Görev ayrıntıları |
Hasekê'deki çatışmalara ilişkin metne dayanarak aşağıdaki soruları yanıtlayınız.
(a) Ekinci'ye göre rejimin top atışları ve hava saldırıları nedeniyle kaç sivil yaşamını yitirdi?
(b) İlk günlerde kaç YPG/J savaşçısının yaşamını yitirdiği açıklandı?
(c) Açılan koridordan çıkış yapan siviller nereye tahliye edildi?

22 Ağustos 2016 14:35

Çok denklemli savaş: Hasekê’de neler oluyor?

Suriye ordusunun Haseke’yi vurması ve çatışmaları, Gazeteciler Mehmet Nuri Ekinci, Musa Özuğurlu, Hasan Sivri ve Şükrü Taş'la konuştuk.

Paylaş

Faruk AYYILDIZ
İstanbul

Suriye’nin Hasekê vilayetinde YPG/YPJ, HPC ve Asayiş ile Suriye ordusu arasında şiddetli çatışmalar yaşanıyor. Suriye ordusunun savaş uçağı, havan topları ve ağır silahlar kullandığı çatışmaların nasıl başladığına ilişkin medyada farklı iddialar yer alırken, yaşananları Suriye ve Rojava’yı yakından takip eden isimlerle konuştuk. 

‘HAVA SALDIRILARINDA ÖLEN SİVİLLER VAR’

Hasekê’de yaşanan çatışmaları yerinde izleyen Gazeteci Mehmet Nuri Ekinci, “Çatışmalar yedinci gününe girdi. İlk üç gün rejim uçakları, sivil bölgeleri de vurdu. Rejimin top atışları ve hava saldırılarından kaynaklı 18 sivil yaşamını yitirdi. Bu insanların kayıtları hastanelerde mevcuttur” dedi.  
Yaşamını yitiren YPG/J’liler ile ilgili de bilgi veren Ekinci, “İlk günlerde dört YPG/J savaşçısının yaşamını yitirdiği açıklandı ancak sonrasına dair henüz bilgimiz yok” diye konuştu.

‘SİVİLLER MAHALLEDEN ÇIKARILDI’

Suriye rejimine bağlı askeri güçlerin kontrolündeki mahallelerde bulunan sivillerin, çatışma bölgelerinden çıkmasının engellendiğini de iddia eden Ekinci şöyle devam etti: “Rejim kontrolündeki mahallelerde bulunan siviller bir nevi canlı kalkan olarak kullanılıyordu. YPG/J ve Asayiş, buradan bir koridor açtı, yüzlerce sivil insanın bu mahallelerden çıkış yapmasını sağladı.” 
Bu sivillerin nerede olduğunu sorduğumuz Ekinci, açılan koridordan çıkış yapan sivillerin Cizirê kantonundaki güvenli bölgelere tahliye geçişlerinin sağlandığını söyledi.

SAHADA KİMLER SAVAŞIYOR?

Sağlanan satırlar |
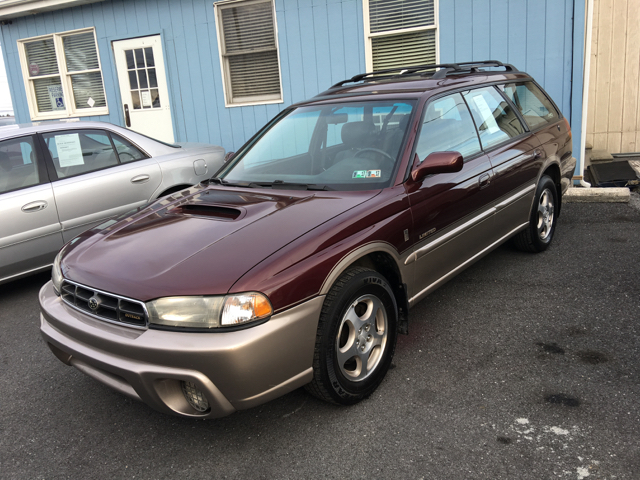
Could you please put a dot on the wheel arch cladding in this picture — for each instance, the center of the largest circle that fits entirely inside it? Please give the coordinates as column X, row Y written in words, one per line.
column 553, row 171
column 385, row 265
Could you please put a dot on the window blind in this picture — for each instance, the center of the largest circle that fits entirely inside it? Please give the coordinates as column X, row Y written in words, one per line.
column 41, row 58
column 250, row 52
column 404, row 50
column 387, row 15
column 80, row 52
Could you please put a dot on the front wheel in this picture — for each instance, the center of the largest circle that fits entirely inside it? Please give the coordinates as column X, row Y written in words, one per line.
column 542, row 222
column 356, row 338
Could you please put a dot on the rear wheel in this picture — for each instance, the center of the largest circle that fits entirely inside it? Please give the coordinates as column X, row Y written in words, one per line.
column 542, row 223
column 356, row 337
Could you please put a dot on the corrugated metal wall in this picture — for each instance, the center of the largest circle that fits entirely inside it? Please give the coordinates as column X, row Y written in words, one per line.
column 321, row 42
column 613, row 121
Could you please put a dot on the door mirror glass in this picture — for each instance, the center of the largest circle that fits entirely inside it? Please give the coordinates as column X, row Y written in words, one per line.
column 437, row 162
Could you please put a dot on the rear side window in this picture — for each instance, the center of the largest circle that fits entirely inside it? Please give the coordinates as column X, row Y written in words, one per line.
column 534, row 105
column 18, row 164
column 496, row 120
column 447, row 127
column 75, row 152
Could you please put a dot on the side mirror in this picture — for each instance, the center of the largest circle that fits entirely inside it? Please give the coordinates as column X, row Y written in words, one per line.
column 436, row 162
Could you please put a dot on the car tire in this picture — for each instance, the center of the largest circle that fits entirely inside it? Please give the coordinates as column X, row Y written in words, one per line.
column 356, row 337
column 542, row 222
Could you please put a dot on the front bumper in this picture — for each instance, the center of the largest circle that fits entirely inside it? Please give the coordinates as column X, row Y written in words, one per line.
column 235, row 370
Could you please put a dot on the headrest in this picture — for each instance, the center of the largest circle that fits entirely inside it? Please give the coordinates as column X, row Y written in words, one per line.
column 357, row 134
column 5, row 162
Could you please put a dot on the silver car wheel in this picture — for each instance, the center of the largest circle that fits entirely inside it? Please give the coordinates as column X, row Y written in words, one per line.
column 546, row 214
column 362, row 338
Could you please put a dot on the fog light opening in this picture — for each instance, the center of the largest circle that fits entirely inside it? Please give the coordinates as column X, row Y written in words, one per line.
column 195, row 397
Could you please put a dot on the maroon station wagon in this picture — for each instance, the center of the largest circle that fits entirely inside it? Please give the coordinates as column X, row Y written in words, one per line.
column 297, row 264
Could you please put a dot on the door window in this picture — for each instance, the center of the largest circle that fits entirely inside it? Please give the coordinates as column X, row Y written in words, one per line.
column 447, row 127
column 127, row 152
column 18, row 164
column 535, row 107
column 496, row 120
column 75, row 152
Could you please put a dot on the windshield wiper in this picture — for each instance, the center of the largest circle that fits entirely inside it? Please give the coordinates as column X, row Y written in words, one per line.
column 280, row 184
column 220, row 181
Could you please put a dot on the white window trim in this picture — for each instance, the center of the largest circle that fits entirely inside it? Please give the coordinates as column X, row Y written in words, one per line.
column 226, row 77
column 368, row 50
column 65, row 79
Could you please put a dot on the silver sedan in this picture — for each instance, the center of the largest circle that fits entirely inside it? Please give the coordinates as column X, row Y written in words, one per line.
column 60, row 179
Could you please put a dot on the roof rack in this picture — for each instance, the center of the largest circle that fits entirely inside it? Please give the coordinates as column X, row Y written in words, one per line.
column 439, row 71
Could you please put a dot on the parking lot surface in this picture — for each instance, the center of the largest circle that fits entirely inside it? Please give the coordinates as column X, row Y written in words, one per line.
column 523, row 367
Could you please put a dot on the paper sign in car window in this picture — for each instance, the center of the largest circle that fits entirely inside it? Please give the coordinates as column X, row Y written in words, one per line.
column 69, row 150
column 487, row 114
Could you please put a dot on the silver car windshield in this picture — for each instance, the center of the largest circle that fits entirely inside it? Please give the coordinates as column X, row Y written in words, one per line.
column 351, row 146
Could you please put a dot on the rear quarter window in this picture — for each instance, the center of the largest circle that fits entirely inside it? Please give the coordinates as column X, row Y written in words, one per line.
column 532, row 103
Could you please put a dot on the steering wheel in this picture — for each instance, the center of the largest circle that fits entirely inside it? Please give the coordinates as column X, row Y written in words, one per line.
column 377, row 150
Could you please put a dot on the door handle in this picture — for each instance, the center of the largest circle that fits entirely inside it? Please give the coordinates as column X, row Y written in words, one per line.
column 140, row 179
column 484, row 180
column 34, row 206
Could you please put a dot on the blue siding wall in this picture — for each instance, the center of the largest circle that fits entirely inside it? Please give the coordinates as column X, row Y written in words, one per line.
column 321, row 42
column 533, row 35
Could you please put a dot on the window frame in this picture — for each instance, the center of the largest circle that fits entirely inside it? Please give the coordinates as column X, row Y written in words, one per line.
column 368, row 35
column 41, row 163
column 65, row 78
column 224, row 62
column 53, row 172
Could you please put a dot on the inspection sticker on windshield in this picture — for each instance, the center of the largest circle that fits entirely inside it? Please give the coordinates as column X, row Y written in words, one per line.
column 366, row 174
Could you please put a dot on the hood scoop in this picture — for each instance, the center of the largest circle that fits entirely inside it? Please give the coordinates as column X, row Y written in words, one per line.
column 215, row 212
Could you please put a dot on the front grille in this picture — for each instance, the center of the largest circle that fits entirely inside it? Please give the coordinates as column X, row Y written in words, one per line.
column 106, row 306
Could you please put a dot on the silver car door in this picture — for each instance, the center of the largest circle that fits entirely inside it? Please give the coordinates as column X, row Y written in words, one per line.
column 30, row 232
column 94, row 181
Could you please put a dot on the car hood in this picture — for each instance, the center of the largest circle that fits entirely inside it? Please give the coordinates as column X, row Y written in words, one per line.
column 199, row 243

* * *

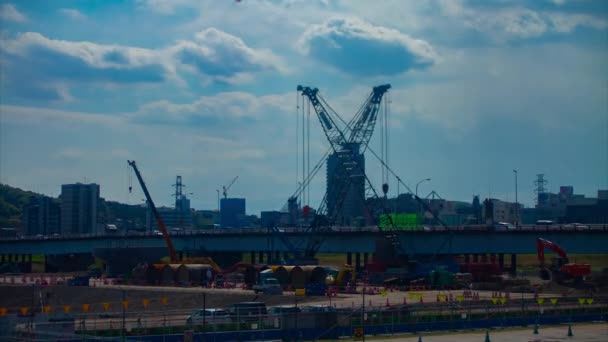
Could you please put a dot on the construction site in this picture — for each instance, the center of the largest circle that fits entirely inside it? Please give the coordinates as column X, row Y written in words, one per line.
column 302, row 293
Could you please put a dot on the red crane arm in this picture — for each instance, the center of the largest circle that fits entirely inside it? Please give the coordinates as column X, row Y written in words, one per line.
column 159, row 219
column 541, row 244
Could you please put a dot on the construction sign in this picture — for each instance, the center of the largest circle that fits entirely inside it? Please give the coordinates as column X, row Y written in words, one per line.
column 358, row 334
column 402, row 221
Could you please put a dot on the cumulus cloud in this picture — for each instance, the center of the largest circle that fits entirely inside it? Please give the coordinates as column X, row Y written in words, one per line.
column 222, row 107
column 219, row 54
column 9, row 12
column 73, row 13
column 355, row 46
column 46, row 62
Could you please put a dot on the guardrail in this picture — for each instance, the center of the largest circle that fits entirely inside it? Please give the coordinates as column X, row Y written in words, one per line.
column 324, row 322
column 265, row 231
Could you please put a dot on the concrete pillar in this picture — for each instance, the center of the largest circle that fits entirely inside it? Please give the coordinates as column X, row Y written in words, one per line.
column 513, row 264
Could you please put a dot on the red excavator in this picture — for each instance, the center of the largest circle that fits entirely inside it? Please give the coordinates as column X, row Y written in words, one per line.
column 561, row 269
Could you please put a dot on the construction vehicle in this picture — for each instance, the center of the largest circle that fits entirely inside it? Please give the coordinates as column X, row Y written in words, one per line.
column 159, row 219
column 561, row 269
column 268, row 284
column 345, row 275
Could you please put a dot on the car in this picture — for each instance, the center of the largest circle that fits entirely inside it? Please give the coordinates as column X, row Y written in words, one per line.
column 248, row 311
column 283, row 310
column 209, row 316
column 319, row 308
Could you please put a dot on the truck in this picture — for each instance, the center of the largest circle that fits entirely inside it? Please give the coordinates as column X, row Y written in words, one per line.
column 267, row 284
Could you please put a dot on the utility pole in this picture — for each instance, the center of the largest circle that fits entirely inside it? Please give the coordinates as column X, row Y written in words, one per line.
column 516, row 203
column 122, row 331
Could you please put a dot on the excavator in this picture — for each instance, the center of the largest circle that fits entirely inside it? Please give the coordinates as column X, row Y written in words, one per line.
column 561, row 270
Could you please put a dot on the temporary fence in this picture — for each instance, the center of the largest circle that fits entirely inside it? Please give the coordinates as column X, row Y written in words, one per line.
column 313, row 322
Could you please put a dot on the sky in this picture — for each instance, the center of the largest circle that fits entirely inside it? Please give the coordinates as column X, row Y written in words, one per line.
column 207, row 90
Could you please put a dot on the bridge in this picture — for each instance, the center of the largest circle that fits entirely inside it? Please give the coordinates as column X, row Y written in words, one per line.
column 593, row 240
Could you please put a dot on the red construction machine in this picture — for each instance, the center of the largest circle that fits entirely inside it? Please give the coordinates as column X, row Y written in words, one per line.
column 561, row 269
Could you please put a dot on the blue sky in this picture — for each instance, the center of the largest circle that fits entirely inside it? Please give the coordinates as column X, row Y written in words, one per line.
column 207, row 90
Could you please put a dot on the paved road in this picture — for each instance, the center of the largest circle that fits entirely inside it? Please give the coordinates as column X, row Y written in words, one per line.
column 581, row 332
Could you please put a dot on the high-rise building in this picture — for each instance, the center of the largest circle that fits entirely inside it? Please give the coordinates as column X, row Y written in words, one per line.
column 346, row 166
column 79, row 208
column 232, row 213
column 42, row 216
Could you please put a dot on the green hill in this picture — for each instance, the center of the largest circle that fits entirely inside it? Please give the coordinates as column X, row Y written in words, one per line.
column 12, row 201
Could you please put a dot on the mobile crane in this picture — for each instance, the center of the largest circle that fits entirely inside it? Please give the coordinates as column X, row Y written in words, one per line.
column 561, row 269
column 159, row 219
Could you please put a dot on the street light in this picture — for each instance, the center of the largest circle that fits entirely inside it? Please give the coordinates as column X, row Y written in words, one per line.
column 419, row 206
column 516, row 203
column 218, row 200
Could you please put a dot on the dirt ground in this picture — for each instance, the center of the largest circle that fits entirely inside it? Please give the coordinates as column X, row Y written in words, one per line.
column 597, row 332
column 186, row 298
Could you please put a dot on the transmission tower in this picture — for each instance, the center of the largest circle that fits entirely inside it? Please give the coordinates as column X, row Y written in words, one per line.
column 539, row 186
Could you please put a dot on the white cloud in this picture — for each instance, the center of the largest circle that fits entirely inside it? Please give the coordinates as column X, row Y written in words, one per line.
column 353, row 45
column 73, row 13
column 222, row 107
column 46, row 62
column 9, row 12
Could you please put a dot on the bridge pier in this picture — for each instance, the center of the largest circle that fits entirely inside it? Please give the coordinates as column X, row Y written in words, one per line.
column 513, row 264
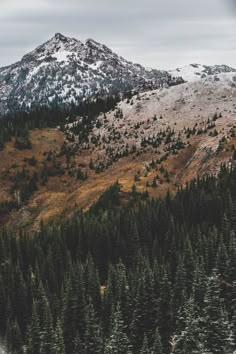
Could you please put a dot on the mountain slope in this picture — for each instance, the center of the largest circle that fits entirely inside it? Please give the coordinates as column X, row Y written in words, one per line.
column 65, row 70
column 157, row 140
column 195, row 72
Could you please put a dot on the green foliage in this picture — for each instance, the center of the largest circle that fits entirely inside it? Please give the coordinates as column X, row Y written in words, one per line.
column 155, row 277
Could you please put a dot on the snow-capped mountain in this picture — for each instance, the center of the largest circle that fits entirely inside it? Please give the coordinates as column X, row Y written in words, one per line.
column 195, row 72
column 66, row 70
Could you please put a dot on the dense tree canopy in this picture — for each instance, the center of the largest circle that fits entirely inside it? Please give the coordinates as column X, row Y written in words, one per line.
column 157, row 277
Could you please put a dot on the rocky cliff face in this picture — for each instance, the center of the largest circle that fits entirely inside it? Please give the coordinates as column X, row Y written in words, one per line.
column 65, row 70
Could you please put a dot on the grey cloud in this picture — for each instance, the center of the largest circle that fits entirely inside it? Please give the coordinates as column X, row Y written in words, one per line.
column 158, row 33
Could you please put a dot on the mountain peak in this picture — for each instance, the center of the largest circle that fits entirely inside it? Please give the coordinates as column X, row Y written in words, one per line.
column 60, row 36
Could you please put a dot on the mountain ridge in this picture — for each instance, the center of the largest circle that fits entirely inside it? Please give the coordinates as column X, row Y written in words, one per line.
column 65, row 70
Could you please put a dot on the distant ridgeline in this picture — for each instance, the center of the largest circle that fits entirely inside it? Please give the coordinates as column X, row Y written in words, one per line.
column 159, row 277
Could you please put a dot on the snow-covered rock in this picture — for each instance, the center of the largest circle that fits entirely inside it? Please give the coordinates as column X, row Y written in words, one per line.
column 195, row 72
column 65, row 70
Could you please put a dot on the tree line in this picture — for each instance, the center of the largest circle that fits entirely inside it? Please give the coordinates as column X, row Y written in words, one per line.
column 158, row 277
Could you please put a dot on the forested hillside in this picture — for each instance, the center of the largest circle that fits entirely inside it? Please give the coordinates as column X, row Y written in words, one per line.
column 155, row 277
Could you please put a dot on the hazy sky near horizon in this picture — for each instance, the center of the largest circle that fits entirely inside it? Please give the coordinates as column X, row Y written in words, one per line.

...

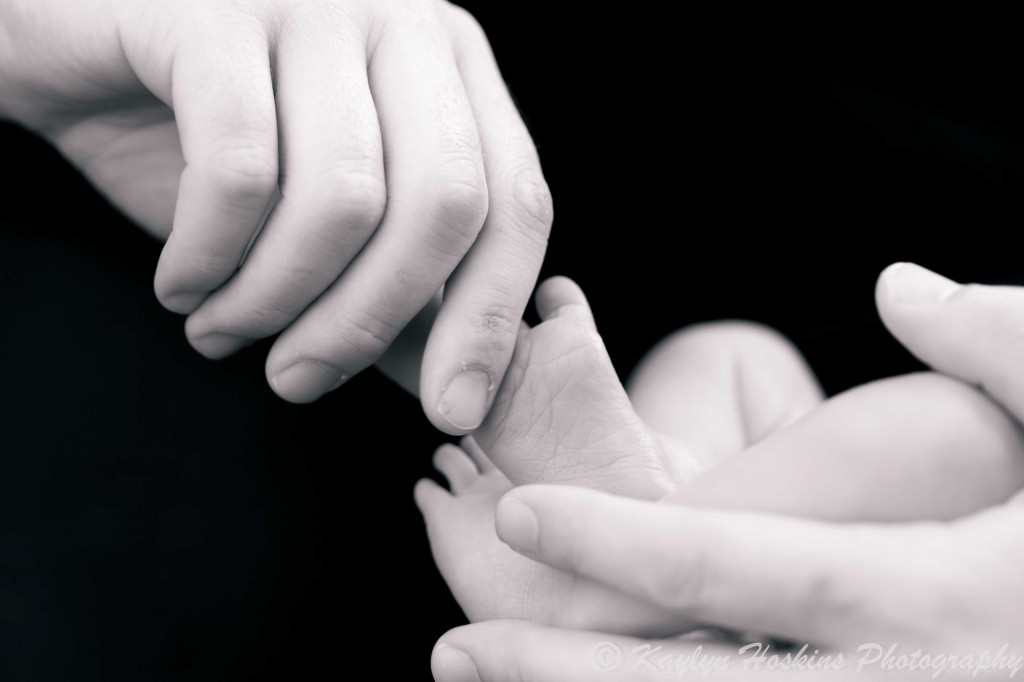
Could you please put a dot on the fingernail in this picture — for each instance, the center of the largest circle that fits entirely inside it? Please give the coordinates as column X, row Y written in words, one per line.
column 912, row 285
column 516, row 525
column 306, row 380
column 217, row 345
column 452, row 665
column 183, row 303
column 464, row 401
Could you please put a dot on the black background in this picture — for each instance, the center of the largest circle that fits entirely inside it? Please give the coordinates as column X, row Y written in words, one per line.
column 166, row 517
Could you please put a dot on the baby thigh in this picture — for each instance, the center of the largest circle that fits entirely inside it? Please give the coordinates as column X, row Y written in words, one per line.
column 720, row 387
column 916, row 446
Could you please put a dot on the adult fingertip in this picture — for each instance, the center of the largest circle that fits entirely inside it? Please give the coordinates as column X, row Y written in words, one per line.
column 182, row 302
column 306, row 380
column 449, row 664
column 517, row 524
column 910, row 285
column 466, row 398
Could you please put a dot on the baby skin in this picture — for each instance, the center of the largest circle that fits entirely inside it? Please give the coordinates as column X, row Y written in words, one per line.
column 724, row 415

Alıştırma sonucu |
(a) 18 sivil
(b) Dört YPG/J savaşçısı
(c) Cizirê kantonundaki güvenli bölgelere